Please repeat exactly the line containing "Question. Place a dot on every instance of the louvered" and each line after it in the records below, through the last.

Data entries:

• • •

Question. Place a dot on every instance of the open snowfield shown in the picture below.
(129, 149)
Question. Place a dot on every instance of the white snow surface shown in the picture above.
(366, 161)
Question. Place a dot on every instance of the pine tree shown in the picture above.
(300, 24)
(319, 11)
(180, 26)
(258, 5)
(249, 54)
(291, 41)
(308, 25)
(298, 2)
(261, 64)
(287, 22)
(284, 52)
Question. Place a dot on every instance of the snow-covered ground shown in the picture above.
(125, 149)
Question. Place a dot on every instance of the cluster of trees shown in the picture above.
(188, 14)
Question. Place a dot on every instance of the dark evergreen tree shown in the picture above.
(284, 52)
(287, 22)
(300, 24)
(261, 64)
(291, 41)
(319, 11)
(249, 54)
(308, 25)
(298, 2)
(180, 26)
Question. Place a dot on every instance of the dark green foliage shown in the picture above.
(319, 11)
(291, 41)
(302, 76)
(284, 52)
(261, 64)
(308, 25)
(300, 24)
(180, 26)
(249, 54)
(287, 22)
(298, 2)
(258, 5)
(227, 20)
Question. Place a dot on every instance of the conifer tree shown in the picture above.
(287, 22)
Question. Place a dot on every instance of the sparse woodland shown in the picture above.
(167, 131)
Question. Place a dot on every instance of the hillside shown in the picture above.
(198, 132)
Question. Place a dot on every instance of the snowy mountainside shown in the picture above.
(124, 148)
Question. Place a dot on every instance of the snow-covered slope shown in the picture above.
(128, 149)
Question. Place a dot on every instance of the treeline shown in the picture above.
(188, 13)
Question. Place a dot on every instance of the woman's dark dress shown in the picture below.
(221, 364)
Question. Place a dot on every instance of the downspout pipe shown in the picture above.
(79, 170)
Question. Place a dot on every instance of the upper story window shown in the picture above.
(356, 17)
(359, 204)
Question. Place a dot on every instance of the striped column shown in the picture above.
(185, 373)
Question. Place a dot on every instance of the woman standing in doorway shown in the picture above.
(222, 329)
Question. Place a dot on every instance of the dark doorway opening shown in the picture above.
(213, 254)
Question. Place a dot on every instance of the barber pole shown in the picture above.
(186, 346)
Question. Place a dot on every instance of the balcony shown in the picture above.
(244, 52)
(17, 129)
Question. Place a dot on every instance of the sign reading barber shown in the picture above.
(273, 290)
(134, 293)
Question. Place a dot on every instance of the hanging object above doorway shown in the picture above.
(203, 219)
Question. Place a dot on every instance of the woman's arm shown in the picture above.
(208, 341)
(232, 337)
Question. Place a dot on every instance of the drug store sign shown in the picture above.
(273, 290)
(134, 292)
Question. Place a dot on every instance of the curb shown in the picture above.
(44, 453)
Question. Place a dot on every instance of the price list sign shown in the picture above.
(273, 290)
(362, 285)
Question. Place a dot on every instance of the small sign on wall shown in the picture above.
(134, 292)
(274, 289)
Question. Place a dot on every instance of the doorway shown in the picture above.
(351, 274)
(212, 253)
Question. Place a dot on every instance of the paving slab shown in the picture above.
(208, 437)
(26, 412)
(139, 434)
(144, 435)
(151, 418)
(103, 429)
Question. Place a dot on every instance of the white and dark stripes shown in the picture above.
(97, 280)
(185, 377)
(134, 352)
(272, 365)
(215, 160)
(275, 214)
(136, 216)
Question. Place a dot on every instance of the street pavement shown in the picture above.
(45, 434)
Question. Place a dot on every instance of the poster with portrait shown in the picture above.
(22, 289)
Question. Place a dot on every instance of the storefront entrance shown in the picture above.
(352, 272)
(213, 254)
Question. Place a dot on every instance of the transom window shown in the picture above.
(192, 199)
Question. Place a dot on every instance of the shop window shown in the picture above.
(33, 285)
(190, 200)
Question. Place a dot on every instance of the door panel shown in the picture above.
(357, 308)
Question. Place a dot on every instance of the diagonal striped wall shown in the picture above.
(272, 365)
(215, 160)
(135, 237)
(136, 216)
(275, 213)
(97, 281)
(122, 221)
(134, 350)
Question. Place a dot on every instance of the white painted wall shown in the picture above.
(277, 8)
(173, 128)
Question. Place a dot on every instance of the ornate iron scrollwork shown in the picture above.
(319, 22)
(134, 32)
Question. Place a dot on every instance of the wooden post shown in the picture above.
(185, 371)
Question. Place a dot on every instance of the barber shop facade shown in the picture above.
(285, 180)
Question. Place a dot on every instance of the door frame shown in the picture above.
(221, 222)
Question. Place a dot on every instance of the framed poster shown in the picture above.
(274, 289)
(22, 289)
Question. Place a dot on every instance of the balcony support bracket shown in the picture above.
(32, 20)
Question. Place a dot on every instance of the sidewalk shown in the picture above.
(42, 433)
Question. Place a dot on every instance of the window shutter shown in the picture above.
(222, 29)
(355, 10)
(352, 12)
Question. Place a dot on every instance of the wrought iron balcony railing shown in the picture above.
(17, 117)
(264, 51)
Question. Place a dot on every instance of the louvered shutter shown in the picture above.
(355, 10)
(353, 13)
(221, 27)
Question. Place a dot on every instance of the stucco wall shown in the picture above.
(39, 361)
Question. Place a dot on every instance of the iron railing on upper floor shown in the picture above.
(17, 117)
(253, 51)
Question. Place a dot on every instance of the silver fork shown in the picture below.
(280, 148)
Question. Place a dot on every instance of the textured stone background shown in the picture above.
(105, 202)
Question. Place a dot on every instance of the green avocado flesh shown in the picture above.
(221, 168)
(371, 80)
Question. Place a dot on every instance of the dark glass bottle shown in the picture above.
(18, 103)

• • •

Exercise solution:
Question. Place a dot on every instance of the louvered shutter shown in the picture above.
(355, 10)
(353, 13)
(221, 27)
Question. Place a dot on every instance of the stucco wall shown in the picture above.
(39, 361)
Question. Place a dot on every instance of the iron railing on upper floor shown in the picture above.
(17, 117)
(253, 51)
Question. Place a dot on every instance of the silver fork shown in the picture below.
(280, 148)
Question. Place a dot on every instance of the textured stone background shown in the picture above.
(105, 202)
Question. Place a dot on every instance of the green avocado flesh shown in the picture above.
(221, 168)
(371, 80)
Question. Place a dot on every instance of the dark glass bottle shown in the picture above.
(18, 103)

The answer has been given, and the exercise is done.